AUFGABENSTELLUNG:
Skaliere die Zeilen vom Anfang bis einschließlich der Zeile, die „[[[23,0],[2,0],[0,2],[0,15],[14,10],[17,10],[23,5]]]“ enthält: Gib jede davon vollständig wieder, multipliziere jede Eckpunktkoordinate mit 1,9 und runde auf ganze Zahlen, wobei Hälften aufgerundet werden. Die Bilder lässt du weg.

##### GEGEBENE DATEN

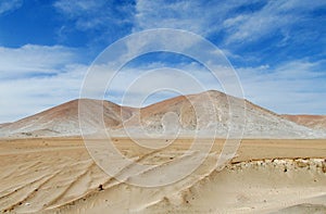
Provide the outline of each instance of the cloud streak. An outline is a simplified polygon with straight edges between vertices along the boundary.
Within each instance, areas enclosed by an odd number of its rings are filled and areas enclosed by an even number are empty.
[[[23,0],[2,0],[0,2],[0,15],[14,10],[17,10],[23,5]]]

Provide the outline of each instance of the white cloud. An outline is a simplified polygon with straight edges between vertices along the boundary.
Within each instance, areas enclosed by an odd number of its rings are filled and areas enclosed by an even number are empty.
[[[238,73],[248,100],[277,113],[325,114],[323,61],[298,60],[276,67],[240,67]]]
[[[304,14],[323,4],[326,5],[322,1],[268,1],[258,12],[225,20],[223,25],[229,34],[226,41],[252,41],[277,30],[281,30],[286,37],[289,26],[302,22]]]
[[[130,23],[133,5],[114,4],[106,0],[58,0],[54,8],[70,20],[75,21],[82,30],[95,28],[111,29],[112,25]],[[122,13],[123,15],[117,15]]]
[[[66,64],[77,61],[76,53],[75,49],[61,46],[0,47],[1,78],[55,74]]]
[[[135,29],[178,28],[206,36],[221,30],[228,12],[241,5],[240,1],[175,1],[138,0]]]
[[[87,66],[74,49],[28,45],[0,48],[0,123],[78,98]]]
[[[23,0],[1,0],[0,15],[5,12],[17,10],[23,5]]]
[[[236,12],[241,7],[260,3],[250,13]],[[325,1],[166,1],[137,0],[134,30],[168,27],[202,36],[226,33],[224,42],[248,42],[272,33],[288,36],[288,29]]]

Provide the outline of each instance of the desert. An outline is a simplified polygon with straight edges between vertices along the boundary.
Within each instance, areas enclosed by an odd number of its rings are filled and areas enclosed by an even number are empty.
[[[168,163],[188,150],[191,139],[155,151],[128,138],[114,142],[125,155],[159,164],[168,175],[174,167]],[[325,140],[246,139],[238,155],[216,171],[214,159],[223,142],[215,141],[190,176],[143,188],[108,176],[80,138],[3,139],[0,207],[4,213],[326,212]],[[123,173],[128,175],[131,167]]]
[[[326,214],[326,0],[0,0],[0,214]]]
[[[171,138],[166,133],[160,137],[128,137],[123,131],[129,127],[141,127],[160,133],[160,123],[164,122],[162,119],[166,113],[174,112],[178,116],[187,114],[187,118],[191,118],[193,112],[189,109],[196,103],[203,103],[206,95],[214,100],[216,112],[225,114],[227,108],[223,106],[227,106],[228,96],[209,91],[172,98],[139,110],[108,101],[76,100],[3,125],[0,129],[1,211],[326,212],[326,140],[319,128],[286,121],[283,115],[246,101],[250,112],[247,114],[243,138],[239,139],[236,154],[220,167],[216,163],[227,140],[223,129],[227,125],[221,124],[227,124],[227,118],[216,122],[221,130],[216,131],[214,138],[209,135],[210,131],[204,133],[208,134],[205,137],[191,137],[189,134],[195,131],[191,127],[193,119],[180,119],[178,127],[181,128],[181,135],[176,138]],[[236,103],[239,101],[236,98],[230,100]],[[98,108],[104,109],[105,128],[111,135],[109,138],[101,138],[102,135],[97,131],[85,135],[78,133],[78,105],[85,103],[90,115]],[[220,118],[222,116],[217,115]],[[88,126],[99,123],[95,116],[86,118]],[[202,129],[210,130],[210,126],[204,123],[201,125]],[[159,129],[153,130],[153,127]],[[114,175],[105,171],[91,150],[93,147],[110,153],[110,149],[106,151],[102,147],[106,141],[124,158],[131,160]],[[193,144],[197,146],[191,149]],[[204,156],[203,162],[192,171],[200,156]],[[120,164],[113,155],[104,160],[113,163],[108,167]],[[138,164],[149,167],[139,169]],[[164,184],[164,180],[177,176],[178,172],[187,171],[189,174],[180,179]],[[143,179],[146,182],[140,182]]]

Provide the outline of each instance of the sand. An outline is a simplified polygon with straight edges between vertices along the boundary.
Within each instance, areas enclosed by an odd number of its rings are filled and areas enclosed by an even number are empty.
[[[163,140],[163,139],[161,139]],[[160,140],[147,140],[159,143]],[[121,178],[164,179],[196,162],[180,155],[191,139],[150,150],[115,138],[129,159],[155,168]],[[224,140],[184,179],[163,187],[137,187],[106,175],[80,138],[2,139],[0,211],[9,213],[326,213],[326,140],[242,140],[237,156],[214,168]],[[202,140],[205,143],[205,140]],[[187,165],[188,164],[188,165]],[[187,169],[187,168],[186,168]],[[158,173],[160,172],[160,173]]]

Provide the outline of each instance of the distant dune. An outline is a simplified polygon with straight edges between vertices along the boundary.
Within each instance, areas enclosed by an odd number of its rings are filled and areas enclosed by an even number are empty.
[[[292,121],[302,126],[315,129],[326,130],[326,115],[281,115],[285,118]]]
[[[246,138],[324,138],[325,116],[278,115],[247,100],[211,90],[197,95],[179,96],[135,109],[101,100],[73,100],[12,124],[0,126],[2,137],[79,136],[78,105],[83,104],[87,134],[99,130],[104,121],[105,128],[116,133],[124,129],[141,133],[162,133],[179,128],[191,135],[196,129],[210,136],[225,138],[230,127],[241,133],[246,122]],[[233,111],[230,112],[230,104]],[[103,119],[96,115],[103,111]],[[164,124],[171,113],[178,118]],[[246,113],[246,115],[244,115]],[[244,117],[244,118],[243,118]],[[231,121],[231,118],[236,118]],[[173,118],[172,118],[173,119]],[[85,134],[85,133],[84,133]]]

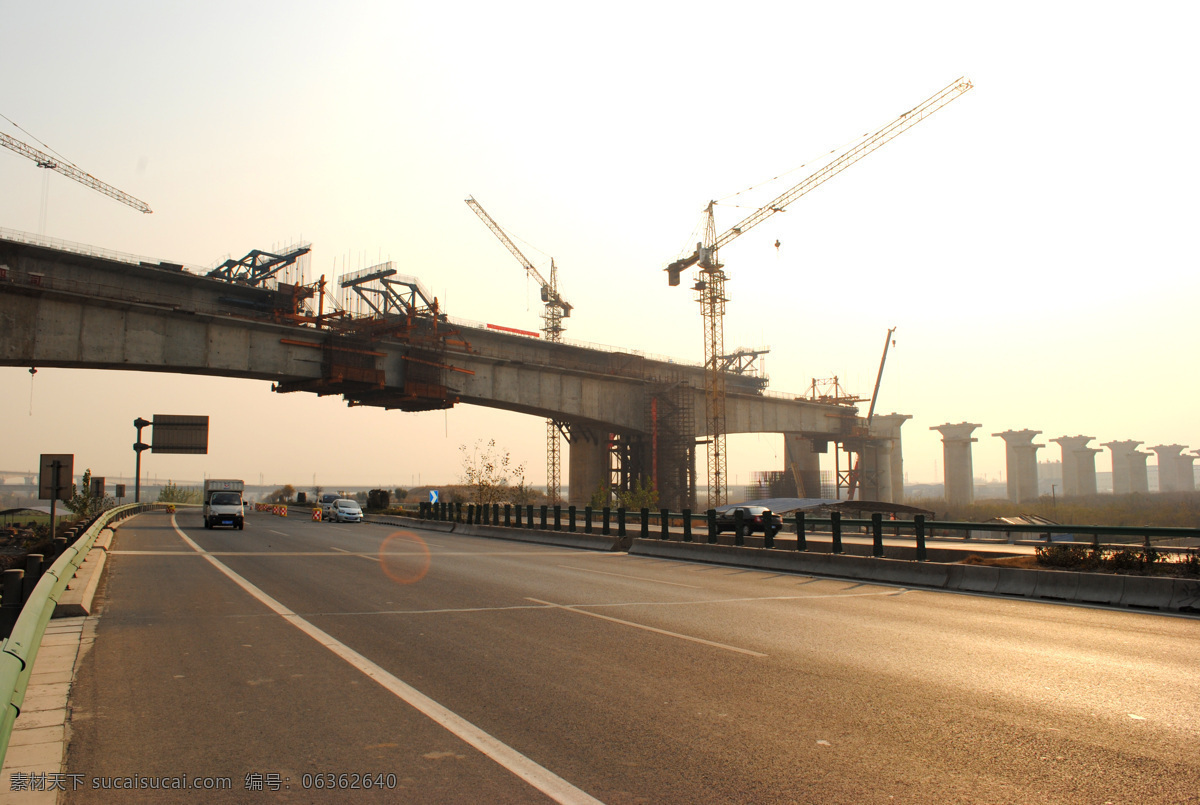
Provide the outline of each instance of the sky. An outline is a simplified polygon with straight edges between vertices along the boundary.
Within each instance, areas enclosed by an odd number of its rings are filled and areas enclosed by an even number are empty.
[[[0,132],[154,209],[0,150],[0,228],[198,266],[306,241],[312,278],[392,260],[451,317],[536,330],[538,287],[474,196],[542,274],[554,258],[566,340],[694,362],[700,306],[662,268],[707,203],[724,232],[965,76],[721,251],[726,348],[768,347],[772,390],[838,376],[870,397],[896,328],[876,410],[912,416],[910,483],[942,480],[946,422],[982,425],[989,480],[1008,429],[1042,431],[1043,461],[1061,435],[1200,447],[1195,4],[0,0]],[[0,470],[72,452],[132,475],[136,417],[208,414],[206,456],[144,473],[451,483],[460,446],[494,438],[545,482],[533,416],[149,373],[6,367],[0,388]],[[782,469],[779,435],[728,450],[734,486]]]

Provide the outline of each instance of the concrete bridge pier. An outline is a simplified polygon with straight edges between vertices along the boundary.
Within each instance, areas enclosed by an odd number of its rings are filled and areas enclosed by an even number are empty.
[[[1182,444],[1160,444],[1151,447],[1158,453],[1158,491],[1159,492],[1194,492],[1195,470],[1192,462],[1195,456],[1183,456]]]
[[[1146,480],[1146,459],[1148,452],[1139,452],[1141,441],[1105,441],[1103,446],[1112,453],[1112,494],[1130,494],[1146,492],[1150,485]]]
[[[784,434],[784,471],[796,480],[796,497],[821,497],[821,453],[828,451],[828,445],[821,441],[823,449],[818,450],[803,433]]]
[[[866,450],[876,452],[875,465],[878,479],[874,497],[863,500],[904,503],[904,449],[900,426],[912,419],[911,414],[876,414],[871,417],[871,441]],[[864,456],[865,458],[865,456]]]
[[[972,422],[935,425],[930,431],[942,434],[942,459],[946,483],[946,503],[952,506],[974,503],[974,462],[971,444],[978,441],[971,432],[983,427]]]
[[[1004,431],[992,433],[1004,440],[1004,474],[1008,476],[1008,499],[1028,503],[1038,499],[1038,447],[1033,437],[1042,431]]]
[[[587,506],[592,495],[611,481],[607,434],[588,428],[571,428],[568,447],[568,504]]]
[[[1050,439],[1062,447],[1062,493],[1096,494],[1096,453],[1098,447],[1088,447],[1092,435],[1061,435]]]

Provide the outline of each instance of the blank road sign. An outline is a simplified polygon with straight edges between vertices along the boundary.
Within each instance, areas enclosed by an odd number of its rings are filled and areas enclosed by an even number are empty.
[[[209,417],[155,414],[150,452],[200,455],[209,451]]]
[[[58,479],[54,476],[54,465],[58,464]],[[43,452],[38,462],[41,471],[37,475],[37,499],[67,501],[71,499],[71,475],[74,471],[74,453],[49,453]],[[55,483],[56,480],[56,483]],[[58,486],[58,489],[54,487]]]

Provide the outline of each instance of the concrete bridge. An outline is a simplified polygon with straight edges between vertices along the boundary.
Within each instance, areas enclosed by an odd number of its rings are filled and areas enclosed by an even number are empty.
[[[550,417],[570,444],[571,503],[644,477],[664,505],[695,506],[700,366],[456,323],[412,283],[407,301],[355,318],[316,313],[311,286],[224,274],[0,230],[0,365],[252,378],[350,405]],[[857,455],[862,497],[902,498],[907,416],[876,416],[869,432],[852,405],[763,385],[728,376],[727,432],[785,434],[799,494],[820,495],[818,456],[834,443]]]

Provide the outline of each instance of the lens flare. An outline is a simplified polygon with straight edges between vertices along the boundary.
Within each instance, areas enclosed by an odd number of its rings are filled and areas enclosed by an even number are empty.
[[[379,546],[379,566],[397,584],[415,584],[430,572],[430,546],[412,531],[395,531]]]

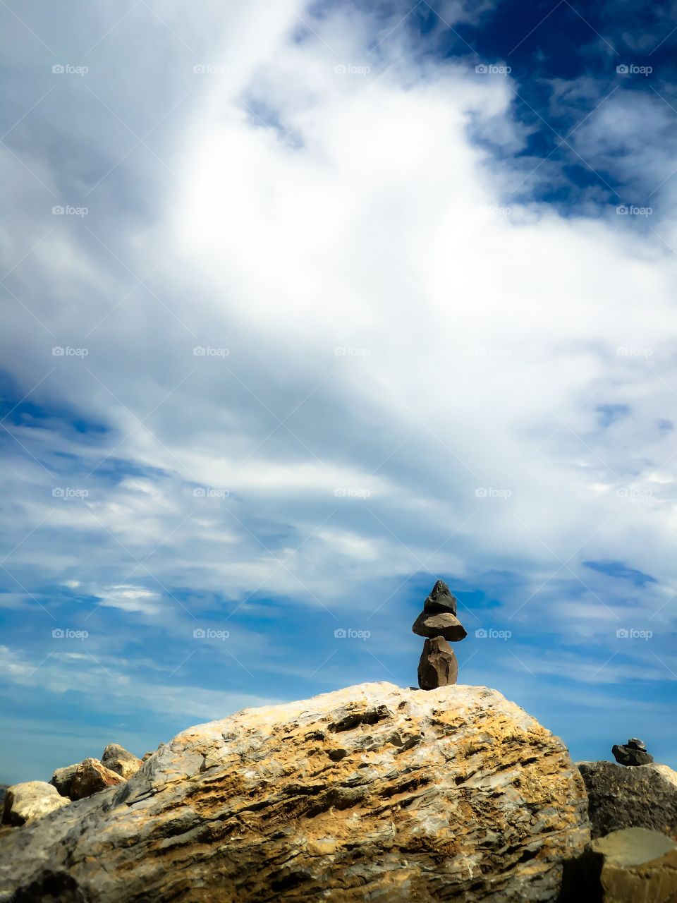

##########

MUSTERLÖSUNG:
Provide the outline of each instance of the cloud streak. An outline is a simplified polygon with straight edges between vertices along the boundary.
Within each instance, areas enclosed by an odd number of its rings are filled and areas enclosed by an even number are empty.
[[[44,0],[4,0],[0,4],[0,29],[27,19],[32,19],[44,10]]]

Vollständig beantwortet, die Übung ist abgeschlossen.